* POLECENIE 1 *
Wydrukuj z wątku forum fragment od „dzięki dziewuszki za” do „jesli moge spytac?” włącznie.
* POLECENIE 2 *
Oceń, czy poniższe stwierdzenia zgadzają się z wątkiem forum, i przy każdym odpowiedz „tak” lub „nie”, przytaczając dosłownie rozstrzygające słowa. Chodzi o autorkę wpisu rozpoczynającego się od „hej :)”. (a) Je bułki na śniadanie. (b) Zazwyczaj je kolację. (c) Wczoraj jeździła na rowerze.
* POLECENIE 3 *
Dokąd według wątku forum wybiera się za chwilę autorka wpisu rozpoczynającego się od „hej :)”?

* ŹRÓDŁO *
—————

-
kochana Czekoladko! Weź się w garść! Nie ma co nad snickersem rozpaczać - jeden to nie przestępstwo... Bardziej martwiące są te bułki... Niby grahamka, ale jednak. Podobnie jak slodycze - produkty mączne dostarczają organizmowi mnóstwo węglowodanów, które są źródłem energii... A jak organizm ma do spalenia bułkę, czy snickersa - zapotrzebowanie energetyczne do spalenia tego jest zaspokojone przez wlasnie te weglowodany. Gdyby trawil bialko - np - bazowałby na zapasiku tłuszczu zawartym w organizmie.
Zawsze na noc staraj sie jeść prod. o wysokiej zawartości białka (jakiś serek wiejski np), to Twój organizm będzie miał co robić w nocy ;)
-
właź na rower i spal tego snicersa.
jeszcze Ci sie nic nie posypało...
pamietaj, ze jesli nawet cos tam zjesz wiecej, to jutro jest nowy dzien, kiedy mozna ladnie jesc a najwazniejsze to i tak spalic przebrzydłe kalorie, ktore wskoczyly do brzuszka:D
a ja dzisiaj stanowczo za duzo wegli;/
-
hej :)
dzięki dziewuszki za pocieszenie :)
kaleidoscope, jem te bułki, bo nie mam tu za bardzo wyboru, a z dostępem do kuchni też cienko :) bułki jem na śniadanie i czasami do obiadu (jak, np. mam parówki), bo kolacji nie jem zazwyczaj, a jeśli już to płatki :)
julcyk, tak marudzę, że mi się posypało, ze względu na to, że ładnie mi szło i nawet nie myślałam o słodyczach, a dla mnie to duże osiągnięcie (mój nick nie wziął się z sufitu, kiedyś wylądowałam w szpitalu przez słodycze... :oops: )
rowerek sobie wczoraj i przed wczoraj odpuściłam, bo strasznie bolą mnie łydki - na początku bolały mnie uda, miałam problemy z wchodzeniem na schody :lol: , a teraz bolą mnie łydki (a mam kozaki na obcasach i trochę ciężko mi się chodzi). Dziś też chyba nici z rowerka, ale za to za chwilę lecę na basen :)
a już jutro do domu :D
-
co znaczy, ze wylądowalaś w szpitalu, jesli moge spytac?
miłego dnia!
-
Gdzie teraz Czekoladko jestes?

—————

* ZAPISANY LISTING *
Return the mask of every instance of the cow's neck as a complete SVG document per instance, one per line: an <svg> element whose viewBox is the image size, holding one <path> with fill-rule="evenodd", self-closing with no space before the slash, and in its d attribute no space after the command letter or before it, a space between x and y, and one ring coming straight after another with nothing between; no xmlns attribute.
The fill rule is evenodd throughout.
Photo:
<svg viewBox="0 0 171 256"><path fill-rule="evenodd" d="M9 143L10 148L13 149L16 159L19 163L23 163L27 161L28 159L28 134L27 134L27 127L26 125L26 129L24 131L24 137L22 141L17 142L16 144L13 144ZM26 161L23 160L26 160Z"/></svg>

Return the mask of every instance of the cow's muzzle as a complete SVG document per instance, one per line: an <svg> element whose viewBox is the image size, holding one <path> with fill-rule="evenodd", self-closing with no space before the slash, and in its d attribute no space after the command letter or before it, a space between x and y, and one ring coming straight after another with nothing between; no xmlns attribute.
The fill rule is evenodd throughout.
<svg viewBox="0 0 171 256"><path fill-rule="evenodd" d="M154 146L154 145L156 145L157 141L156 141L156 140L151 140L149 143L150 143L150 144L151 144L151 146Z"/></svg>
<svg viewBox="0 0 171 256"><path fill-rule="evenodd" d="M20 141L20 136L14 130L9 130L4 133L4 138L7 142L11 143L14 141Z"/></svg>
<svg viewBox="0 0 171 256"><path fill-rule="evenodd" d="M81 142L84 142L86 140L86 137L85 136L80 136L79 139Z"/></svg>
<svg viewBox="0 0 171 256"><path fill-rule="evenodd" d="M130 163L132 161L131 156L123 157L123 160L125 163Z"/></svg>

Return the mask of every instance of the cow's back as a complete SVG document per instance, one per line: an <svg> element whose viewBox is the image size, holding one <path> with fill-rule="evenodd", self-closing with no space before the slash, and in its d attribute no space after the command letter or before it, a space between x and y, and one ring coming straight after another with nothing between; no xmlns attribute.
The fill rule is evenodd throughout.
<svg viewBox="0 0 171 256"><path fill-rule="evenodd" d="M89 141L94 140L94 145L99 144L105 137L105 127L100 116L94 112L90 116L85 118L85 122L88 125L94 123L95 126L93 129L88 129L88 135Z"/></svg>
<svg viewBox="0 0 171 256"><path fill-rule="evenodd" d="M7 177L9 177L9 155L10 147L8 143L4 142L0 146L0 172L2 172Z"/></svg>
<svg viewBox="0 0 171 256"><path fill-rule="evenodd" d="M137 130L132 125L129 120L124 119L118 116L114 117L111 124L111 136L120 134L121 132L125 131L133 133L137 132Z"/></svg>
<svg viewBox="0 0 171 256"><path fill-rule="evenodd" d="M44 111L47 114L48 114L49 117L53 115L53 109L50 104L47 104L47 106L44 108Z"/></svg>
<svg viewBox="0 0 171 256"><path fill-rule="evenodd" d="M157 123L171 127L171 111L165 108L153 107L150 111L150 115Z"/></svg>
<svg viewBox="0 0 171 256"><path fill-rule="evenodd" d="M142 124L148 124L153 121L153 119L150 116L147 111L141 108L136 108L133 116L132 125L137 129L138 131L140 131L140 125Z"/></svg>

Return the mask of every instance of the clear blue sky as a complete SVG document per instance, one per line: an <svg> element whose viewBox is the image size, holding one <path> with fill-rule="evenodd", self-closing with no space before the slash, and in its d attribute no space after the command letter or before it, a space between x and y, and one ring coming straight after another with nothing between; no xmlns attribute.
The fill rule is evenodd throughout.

—————

* ODPOWIEDŹ PISEMNA 1 *
dzięki dziewuszki za pocieszenie :)
kaleidoscope, jem te bułki, bo nie mam tu za bardzo wyboru, a z dostępem do kuchni też cienko :) bułki jem na śniadanie i czasami do obiadu (jak, np. mam parówki), bo kolacji nie jem zazwyczaj, a jeśli już to płatki :)
julcyk, tak marudzę, że mi się posypało, ze względu na to, że ładnie mi szło i nawet nie myślałam o słodyczach, a dla mnie to duże osiągnięcie (mój nick nie wziął się z sufitu, kiedyś wylądowałam w szpitalu przez słodycze... :oops: )
rowerek sobie wczoraj i przed wczoraj odpuściłam, bo strasznie bolą mnie łydki - na początku bolały mnie uda, miałam problemy z wchodzeniem na schody :lol: , a teraz bolą mnie łydki (a mam kozaki na obcasach i trochę ciężko mi się chodzi). Dziś też chyba nici z rowerka, ale za to za chwilę lecę na basen :)
a już jutro do domu :D
-
co znaczy, ze wylądowalaś w szpitalu, jesli moge spytac?

* ODPOWIEDŹ PISEMNA 2 *
(a) Tak: „bułki jem na śniadanie”.
(b) Nie: „kolacji nie jem zazwyczaj”.
(c) Nie: „rowerek sobie wczoraj i przed wczoraj odpuściłam”.

* ODPOWIEDŹ PISEMNA 3 *
Na basen.